WHAT THE TASK ASKS
Copy every line of the records below word for word, leaving out the pictures.

DATA FOR THE TASK
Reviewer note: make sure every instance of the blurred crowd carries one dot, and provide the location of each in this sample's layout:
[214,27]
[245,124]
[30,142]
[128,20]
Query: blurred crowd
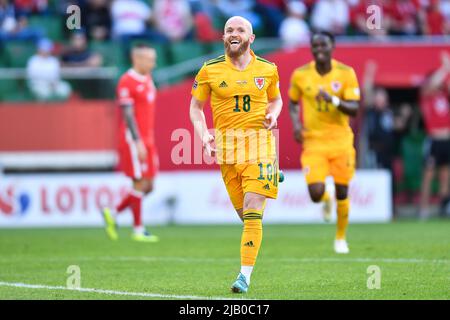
[173,20]
[411,139]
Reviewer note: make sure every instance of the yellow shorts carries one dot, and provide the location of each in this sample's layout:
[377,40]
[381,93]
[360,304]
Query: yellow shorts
[317,165]
[261,178]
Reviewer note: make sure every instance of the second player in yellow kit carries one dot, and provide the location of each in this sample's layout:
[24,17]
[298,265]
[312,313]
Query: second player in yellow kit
[245,102]
[329,95]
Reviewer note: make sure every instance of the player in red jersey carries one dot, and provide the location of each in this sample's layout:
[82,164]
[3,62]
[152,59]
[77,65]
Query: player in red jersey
[435,108]
[136,94]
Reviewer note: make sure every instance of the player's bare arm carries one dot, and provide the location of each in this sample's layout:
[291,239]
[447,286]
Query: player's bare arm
[438,77]
[272,113]
[130,119]
[369,79]
[200,127]
[294,112]
[349,107]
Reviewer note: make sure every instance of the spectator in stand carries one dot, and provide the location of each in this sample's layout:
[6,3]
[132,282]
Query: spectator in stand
[203,24]
[434,103]
[294,30]
[432,20]
[173,18]
[43,74]
[78,53]
[97,19]
[358,17]
[131,20]
[27,7]
[272,11]
[331,15]
[403,17]
[14,26]
[383,127]
[444,7]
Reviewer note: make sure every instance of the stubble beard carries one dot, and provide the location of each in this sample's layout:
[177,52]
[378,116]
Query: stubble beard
[240,51]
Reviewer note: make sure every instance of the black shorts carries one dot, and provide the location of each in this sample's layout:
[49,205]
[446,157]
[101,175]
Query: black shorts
[437,152]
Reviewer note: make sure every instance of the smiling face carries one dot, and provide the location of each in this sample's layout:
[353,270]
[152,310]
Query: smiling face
[321,47]
[238,35]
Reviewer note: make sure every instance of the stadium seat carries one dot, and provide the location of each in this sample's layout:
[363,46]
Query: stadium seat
[112,54]
[162,53]
[412,155]
[186,50]
[14,90]
[51,25]
[18,52]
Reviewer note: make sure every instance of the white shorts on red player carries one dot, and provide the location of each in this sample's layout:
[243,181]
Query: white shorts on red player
[130,164]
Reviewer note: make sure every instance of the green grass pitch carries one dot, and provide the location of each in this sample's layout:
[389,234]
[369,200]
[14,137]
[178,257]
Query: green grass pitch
[295,262]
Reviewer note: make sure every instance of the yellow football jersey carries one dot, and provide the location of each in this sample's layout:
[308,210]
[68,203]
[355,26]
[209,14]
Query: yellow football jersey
[325,127]
[239,100]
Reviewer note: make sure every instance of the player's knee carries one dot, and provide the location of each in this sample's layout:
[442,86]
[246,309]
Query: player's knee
[316,192]
[341,193]
[316,197]
[147,189]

WRITTEN ANSWER
Reviewer note: make sure every instance of the blurred crowd carries one dot, and provide the location of each in this sample's layout:
[214,27]
[245,124]
[30,142]
[128,20]
Query: blurred crowd
[173,20]
[411,139]
Reviewer note: make sure every instance of the yellow shorts carries one dot, and provide the location of each in this sample's layout:
[377,40]
[381,93]
[360,304]
Query: yellow shorts
[317,165]
[261,178]
Reviewer note: make sure every instance of the second player in yellow kit carries one dot, and provide the location of each in this sample's layout:
[24,17]
[298,265]
[312,313]
Query: second player in yellow kit
[245,102]
[329,95]
Reviewer note: make sure every instance of the player in red jersey carries one dot, and provide the location of each in this sample's layout:
[82,164]
[3,62]
[152,59]
[77,65]
Query: player in red jersey
[435,108]
[136,94]
Reviewer note: make sure every instance of the player's bare arm carries one dot, and provide the location of each in this sample's layout:
[291,239]
[447,286]
Query: player's bare arm
[438,77]
[272,113]
[130,119]
[369,79]
[200,127]
[294,112]
[349,107]
Reviewer note: make sure every instance of the spectator in stand carries one dot, and provide the location of each in this sample's layout:
[6,3]
[132,282]
Query: spectator in stand
[203,24]
[434,103]
[294,30]
[432,20]
[173,18]
[43,74]
[78,53]
[97,19]
[358,17]
[131,20]
[27,7]
[272,11]
[331,15]
[403,17]
[14,26]
[383,127]
[444,7]
Reviewer note: make sure every instance of the stubble beard carries one dot, and provide the location of each in this sample's layout:
[177,52]
[378,116]
Query: stubble beard
[240,51]
Reviewer note: make sure every instance of the black shorts carries one dot, and provide the location of each in this sample's layout:
[49,205]
[446,157]
[101,175]
Query: black shorts
[437,152]
Reviewer note: make sure every instance of the smiling face carries one dot, and provide the location of each in this sample's layout:
[353,270]
[152,310]
Query: smiling face
[321,47]
[238,35]
Reviewer note: make sure every instance of the stadium seat carries one dot, and provide the location of each in this sample's layout:
[363,46]
Query: stadium seat
[112,54]
[162,53]
[412,155]
[186,50]
[14,90]
[51,25]
[18,52]
Reviewer note: make sure every instance of the white shorts on red player carries one dot, and provide the location of each in this sample's layout:
[243,181]
Query: white shorts on red player
[130,164]
Reviewer note: make sure every instance of the green grass pitch carries one dot, and provide the location of each in this sample's layout:
[389,234]
[369,200]
[14,137]
[178,257]
Query: green grass pitch
[295,262]
Reviewer note: make sure every instance of the yellow football jersey carries one dot, and provide the location of each in this sample's layout:
[308,210]
[68,203]
[355,26]
[209,14]
Query: yellow football jersey
[325,127]
[239,100]
Reviewer note: make sure every instance of the player's knee carries one dot, and provide the location of each in this sample's layout:
[442,86]
[246,309]
Query: player's knee
[316,192]
[341,193]
[316,197]
[147,189]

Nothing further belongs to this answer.